Given request A :: Write out the part of the balanced scorecard text that opens with the words containing "A balanced scorecard could" and closes with "to monitor progress.".

Source extract ::
Balanced scorecard: A strategic planning and management system used to align business activities to the vision statement of an organization.

A balanced scorecard is a tool used to measure the intangible assets of a company. It is an organized, traceable method to transform strategy into action by harmonizing all aspects of a business to meet common goals.

What does a balances scorecard look like?

A balanced scorecard considers different areas of a business, including…

  • Learning and Growth: Employee training and satisfaction, enhancing human capital, high performance, and employee retention.
  • Business Process: The efficiency of the company, internal business processes, the desirability of the product to customers, how well the company is performing overall, business process problems and strengths.
  • Customer Perspective: Customer satisfaction levels, customer retention and market percentage, customer wants and needs, and how well the company meets them.
  • Financial Perspective: How well the company is performing financially, cash flow, results, financial risks and return on investment.

Balanced scorecards are a great way to map out strategy by starting with the company’s mission, then investigating the four areas listed above. A strategy map is a communication tool that can be used throughout your organization to teach and reference step-by-step connections between objectives and daily performances.

A balanced scorecard could result in improved business efficiency, motivated and well-equipped employees, greater customer satisfaction, and an organized method to monitor progress.

(Extracted data entries)
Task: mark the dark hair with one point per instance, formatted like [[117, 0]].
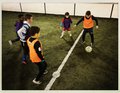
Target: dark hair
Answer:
[[34, 30], [88, 13], [28, 16], [20, 15], [67, 14]]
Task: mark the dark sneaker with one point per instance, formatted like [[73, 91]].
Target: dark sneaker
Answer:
[[45, 72], [10, 42], [36, 82], [24, 62]]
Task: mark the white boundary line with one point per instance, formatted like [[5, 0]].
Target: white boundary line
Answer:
[[56, 74]]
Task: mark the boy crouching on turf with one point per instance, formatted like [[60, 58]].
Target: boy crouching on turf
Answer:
[[35, 53], [66, 22]]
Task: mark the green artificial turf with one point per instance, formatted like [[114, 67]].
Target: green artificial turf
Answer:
[[83, 71]]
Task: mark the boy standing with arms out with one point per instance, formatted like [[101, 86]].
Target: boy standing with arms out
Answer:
[[66, 22], [24, 35], [35, 52], [18, 25], [88, 24]]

Given request B :: In the records, take the part from the line containing "Task: mark the boy standing" through the end of the records, and replace "arms out" with "arms raised" while keeping everything else the same. Give only those lines.

Full answer A ::
A balanced scorecard could result in improved business efficiency, motivated and well-equipped employees, greater customer satisfaction, and an organized method to monitor progress.

Full answer B ::
Task: mark the boy standing with arms raised with one point per instance, formatted like [[101, 86]].
Target: boy standing with arms raised
Answer:
[[66, 22], [24, 35], [35, 52], [18, 25], [88, 24]]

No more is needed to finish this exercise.